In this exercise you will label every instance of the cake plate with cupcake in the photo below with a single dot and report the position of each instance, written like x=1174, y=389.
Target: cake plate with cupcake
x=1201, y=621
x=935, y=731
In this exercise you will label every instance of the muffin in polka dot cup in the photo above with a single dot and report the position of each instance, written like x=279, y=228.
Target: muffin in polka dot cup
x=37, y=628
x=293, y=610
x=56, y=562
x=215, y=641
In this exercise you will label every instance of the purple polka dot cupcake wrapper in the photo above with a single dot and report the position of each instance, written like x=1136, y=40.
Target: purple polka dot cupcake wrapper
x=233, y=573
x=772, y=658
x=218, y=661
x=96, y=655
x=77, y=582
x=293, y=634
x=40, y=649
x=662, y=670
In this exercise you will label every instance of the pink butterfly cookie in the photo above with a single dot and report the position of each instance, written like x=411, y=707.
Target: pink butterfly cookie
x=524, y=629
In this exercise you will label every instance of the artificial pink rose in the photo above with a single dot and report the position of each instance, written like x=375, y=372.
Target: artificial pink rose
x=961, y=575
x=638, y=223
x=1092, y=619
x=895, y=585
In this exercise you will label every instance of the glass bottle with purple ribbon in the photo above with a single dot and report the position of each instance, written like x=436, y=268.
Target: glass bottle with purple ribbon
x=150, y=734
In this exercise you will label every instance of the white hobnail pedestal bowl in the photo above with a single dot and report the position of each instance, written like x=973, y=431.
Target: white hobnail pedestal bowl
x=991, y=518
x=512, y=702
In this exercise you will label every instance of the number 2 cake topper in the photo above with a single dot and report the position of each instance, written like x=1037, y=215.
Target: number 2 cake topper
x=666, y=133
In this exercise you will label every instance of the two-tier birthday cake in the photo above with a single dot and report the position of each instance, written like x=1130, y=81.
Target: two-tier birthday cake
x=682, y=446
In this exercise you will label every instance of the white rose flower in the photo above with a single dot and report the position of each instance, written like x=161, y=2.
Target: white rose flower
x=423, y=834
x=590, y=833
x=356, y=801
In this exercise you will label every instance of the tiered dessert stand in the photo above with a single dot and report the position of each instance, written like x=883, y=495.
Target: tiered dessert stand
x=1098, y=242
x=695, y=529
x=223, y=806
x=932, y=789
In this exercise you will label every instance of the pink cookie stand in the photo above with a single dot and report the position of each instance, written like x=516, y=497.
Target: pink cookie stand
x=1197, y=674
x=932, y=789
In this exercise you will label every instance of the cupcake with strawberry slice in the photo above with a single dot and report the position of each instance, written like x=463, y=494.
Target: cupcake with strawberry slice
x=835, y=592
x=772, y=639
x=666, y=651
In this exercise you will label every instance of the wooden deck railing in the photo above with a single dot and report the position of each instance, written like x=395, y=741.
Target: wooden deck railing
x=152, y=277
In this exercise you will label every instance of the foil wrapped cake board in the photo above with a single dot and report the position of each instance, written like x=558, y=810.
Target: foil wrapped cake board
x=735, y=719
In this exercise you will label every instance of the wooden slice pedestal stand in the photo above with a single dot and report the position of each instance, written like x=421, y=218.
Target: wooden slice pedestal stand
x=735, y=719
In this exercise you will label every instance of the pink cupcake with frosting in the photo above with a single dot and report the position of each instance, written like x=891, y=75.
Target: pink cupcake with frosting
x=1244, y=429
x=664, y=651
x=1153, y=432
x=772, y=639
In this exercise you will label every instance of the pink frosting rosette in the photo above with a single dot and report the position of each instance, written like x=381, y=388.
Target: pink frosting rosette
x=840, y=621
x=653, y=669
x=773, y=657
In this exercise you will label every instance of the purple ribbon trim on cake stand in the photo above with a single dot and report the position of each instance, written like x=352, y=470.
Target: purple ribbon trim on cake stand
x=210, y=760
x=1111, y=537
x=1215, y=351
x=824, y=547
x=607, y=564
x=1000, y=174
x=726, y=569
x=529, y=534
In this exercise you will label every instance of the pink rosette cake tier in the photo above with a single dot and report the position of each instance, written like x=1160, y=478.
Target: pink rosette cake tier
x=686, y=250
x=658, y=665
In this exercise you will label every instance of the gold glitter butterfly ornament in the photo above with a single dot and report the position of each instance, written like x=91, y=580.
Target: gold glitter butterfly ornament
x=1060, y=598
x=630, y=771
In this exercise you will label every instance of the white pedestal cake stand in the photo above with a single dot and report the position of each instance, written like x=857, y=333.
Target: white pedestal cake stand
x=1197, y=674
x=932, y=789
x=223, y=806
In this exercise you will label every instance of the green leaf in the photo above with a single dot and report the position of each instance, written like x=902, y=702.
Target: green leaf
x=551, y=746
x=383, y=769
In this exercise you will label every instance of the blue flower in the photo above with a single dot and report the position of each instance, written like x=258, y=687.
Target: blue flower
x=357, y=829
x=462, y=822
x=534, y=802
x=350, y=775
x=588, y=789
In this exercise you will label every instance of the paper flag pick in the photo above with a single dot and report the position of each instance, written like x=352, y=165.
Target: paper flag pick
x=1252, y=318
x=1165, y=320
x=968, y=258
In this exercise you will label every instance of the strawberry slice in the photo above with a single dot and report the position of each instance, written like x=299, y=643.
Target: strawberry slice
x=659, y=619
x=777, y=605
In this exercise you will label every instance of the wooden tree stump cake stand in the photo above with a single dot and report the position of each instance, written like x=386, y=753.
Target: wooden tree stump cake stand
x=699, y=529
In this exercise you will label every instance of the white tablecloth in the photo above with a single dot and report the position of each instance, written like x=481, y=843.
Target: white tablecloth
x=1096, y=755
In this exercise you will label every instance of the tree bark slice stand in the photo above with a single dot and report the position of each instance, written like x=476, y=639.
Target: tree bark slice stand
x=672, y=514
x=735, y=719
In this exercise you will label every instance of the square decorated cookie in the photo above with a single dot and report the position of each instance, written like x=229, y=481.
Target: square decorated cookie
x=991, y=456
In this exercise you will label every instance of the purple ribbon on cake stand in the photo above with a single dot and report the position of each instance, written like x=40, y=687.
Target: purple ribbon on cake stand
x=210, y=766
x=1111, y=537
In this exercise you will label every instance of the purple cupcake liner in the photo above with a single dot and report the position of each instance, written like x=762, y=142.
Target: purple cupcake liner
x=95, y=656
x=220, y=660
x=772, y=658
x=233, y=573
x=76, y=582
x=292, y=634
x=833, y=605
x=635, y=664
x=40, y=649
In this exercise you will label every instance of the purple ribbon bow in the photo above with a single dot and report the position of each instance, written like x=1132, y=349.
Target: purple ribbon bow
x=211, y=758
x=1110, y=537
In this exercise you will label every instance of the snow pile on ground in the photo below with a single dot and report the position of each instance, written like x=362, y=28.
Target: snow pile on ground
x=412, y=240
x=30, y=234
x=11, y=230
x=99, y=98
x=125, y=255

Task brief
Reproduce the items word for word, from the line containing "like x=352, y=470." down to the line containing "x=968, y=258", including both of those lines.

Solution
In this exercise you will label every instance of the purple ribbon trim on cake stand in the photo above with a single dot and report the position of each instance, written like x=352, y=470.
Target: purple ribbon trim on cake stand
x=210, y=760
x=1111, y=537
x=1215, y=351
x=824, y=547
x=607, y=564
x=1000, y=174
x=726, y=569
x=529, y=534
In this exercise you will label every instance of the pink rosette cake tier in the photo above with a single dot and report the position of each instance, written like x=1160, y=478.
Target: pink rosette cake tier
x=686, y=250
x=658, y=665
In this exercise you will label every instance of the gold glitter butterfly ornament in the photo above with a single dot and report the position of each instance, written like x=91, y=580.
Target: gold glitter butterfly ornament
x=1060, y=598
x=630, y=771
In this exercise you will label every instance of the white pedestal cake stand in the photo above with a single dot and report the position of each instance, written like x=857, y=333.
Target: white pedestal cake stand
x=1197, y=674
x=932, y=789
x=223, y=806
In this exercise you will label every instance of the green leaf in the photo above with a single dot and report the position of each instance, written like x=902, y=702.
Target: green leaf
x=551, y=746
x=383, y=769
In this exercise you will label every instance of the blue flower in the photo above with a single dot and report the position of each instance, written like x=258, y=687.
Target: blue flower
x=357, y=829
x=462, y=822
x=534, y=802
x=350, y=775
x=588, y=789
In this exercise you will label every instance of the paper flag pick in the photo above with a single dot and report the position of each instance, written like x=352, y=165.
Target: paper flag pick
x=1252, y=318
x=1165, y=320
x=968, y=258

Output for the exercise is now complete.